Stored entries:
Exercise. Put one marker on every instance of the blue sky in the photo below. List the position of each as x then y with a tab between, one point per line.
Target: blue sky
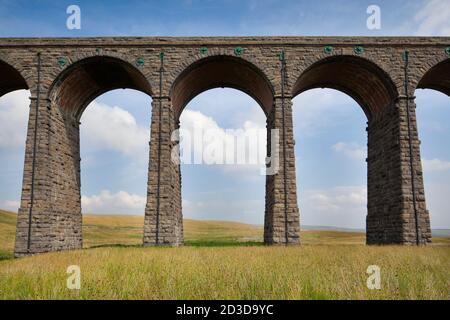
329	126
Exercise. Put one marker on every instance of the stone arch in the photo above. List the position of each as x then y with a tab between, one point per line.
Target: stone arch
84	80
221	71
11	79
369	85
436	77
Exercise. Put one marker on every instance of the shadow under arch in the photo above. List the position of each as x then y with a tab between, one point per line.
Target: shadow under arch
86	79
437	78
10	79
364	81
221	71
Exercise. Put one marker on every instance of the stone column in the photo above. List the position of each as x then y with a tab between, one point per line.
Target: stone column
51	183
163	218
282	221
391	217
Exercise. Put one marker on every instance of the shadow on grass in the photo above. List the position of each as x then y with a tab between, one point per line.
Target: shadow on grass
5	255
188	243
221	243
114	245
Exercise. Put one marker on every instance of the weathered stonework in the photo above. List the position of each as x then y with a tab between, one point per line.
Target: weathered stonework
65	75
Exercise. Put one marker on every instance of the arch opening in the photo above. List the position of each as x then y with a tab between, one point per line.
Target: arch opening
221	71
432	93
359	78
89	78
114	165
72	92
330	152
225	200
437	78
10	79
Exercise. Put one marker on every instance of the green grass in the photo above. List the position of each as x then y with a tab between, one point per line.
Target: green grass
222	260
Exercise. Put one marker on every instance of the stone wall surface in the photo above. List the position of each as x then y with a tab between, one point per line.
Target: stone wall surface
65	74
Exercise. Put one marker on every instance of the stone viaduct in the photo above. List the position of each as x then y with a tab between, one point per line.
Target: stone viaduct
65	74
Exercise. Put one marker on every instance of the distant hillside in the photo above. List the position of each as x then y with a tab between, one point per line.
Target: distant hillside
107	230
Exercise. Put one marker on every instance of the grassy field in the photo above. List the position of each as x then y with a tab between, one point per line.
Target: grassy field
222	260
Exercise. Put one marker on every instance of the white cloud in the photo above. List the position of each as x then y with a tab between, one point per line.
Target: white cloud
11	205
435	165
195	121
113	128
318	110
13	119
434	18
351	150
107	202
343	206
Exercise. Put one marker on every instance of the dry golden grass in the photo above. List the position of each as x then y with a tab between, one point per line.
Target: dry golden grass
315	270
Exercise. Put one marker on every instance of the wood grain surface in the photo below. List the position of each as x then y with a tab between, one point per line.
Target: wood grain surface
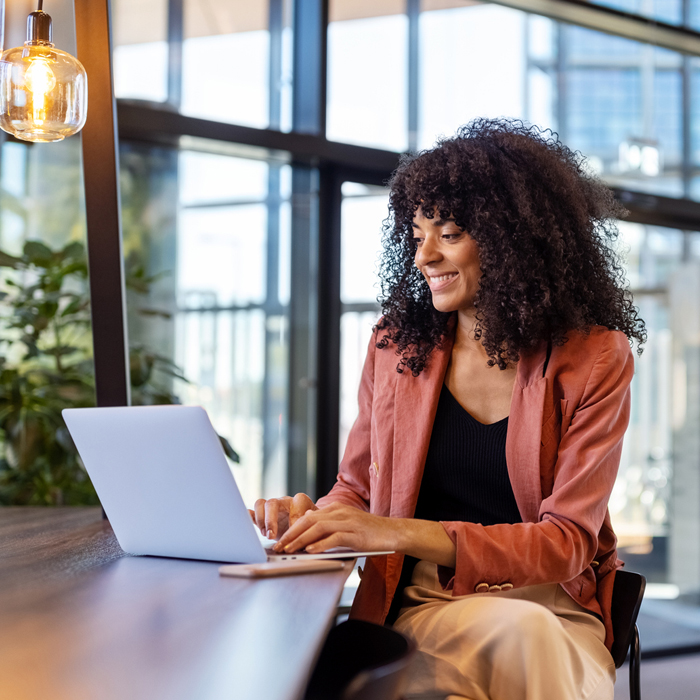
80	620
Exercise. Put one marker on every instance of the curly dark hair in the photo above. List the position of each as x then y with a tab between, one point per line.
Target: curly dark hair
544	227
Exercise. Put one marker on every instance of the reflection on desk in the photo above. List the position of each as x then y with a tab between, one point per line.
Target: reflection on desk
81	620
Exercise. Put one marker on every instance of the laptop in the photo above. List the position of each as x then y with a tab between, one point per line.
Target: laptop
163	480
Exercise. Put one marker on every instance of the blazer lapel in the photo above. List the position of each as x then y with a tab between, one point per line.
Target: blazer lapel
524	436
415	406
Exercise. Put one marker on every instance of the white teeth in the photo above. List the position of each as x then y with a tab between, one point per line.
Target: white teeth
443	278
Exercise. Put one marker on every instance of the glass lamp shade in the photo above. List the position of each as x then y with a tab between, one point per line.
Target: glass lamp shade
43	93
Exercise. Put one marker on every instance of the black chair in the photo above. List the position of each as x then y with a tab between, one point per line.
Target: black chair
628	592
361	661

==

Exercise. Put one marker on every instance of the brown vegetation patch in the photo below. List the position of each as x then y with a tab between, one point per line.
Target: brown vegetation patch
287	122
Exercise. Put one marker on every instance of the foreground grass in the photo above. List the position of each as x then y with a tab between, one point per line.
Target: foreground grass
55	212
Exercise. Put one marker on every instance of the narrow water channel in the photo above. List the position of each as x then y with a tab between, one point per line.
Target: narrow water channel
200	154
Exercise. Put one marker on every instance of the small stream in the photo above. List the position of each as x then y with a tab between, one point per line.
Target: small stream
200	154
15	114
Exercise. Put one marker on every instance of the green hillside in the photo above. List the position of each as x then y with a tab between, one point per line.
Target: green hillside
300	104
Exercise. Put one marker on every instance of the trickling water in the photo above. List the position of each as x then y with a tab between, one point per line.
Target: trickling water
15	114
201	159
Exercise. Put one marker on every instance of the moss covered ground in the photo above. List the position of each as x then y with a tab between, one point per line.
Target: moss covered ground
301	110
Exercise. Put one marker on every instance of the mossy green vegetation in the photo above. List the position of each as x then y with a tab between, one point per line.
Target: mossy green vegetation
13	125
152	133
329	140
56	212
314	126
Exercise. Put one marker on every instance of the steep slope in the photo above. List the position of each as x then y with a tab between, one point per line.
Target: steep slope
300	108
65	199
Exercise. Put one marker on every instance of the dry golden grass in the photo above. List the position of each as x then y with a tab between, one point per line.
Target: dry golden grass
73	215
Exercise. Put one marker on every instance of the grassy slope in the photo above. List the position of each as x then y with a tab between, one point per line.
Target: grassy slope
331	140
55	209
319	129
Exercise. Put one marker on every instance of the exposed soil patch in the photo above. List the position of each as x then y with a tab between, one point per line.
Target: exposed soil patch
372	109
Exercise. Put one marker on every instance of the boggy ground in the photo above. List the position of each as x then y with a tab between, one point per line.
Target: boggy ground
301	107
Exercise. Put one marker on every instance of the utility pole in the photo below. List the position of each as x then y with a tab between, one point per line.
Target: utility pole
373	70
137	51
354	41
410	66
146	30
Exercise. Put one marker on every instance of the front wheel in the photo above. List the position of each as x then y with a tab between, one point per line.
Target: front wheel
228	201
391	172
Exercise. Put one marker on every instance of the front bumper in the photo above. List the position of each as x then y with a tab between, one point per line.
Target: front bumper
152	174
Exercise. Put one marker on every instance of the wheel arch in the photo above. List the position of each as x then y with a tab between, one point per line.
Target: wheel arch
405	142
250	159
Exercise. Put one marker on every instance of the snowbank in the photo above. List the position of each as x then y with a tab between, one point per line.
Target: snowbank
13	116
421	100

§ **Directions**: Return every line of the items that contains the string "desk". Case counts.

§ **Reply**:
Exercise. Put one marker on every instance of the reflection on desk in the photo above. List the position of each as x then y with a tab between, one point per line.
Target: reflection on desk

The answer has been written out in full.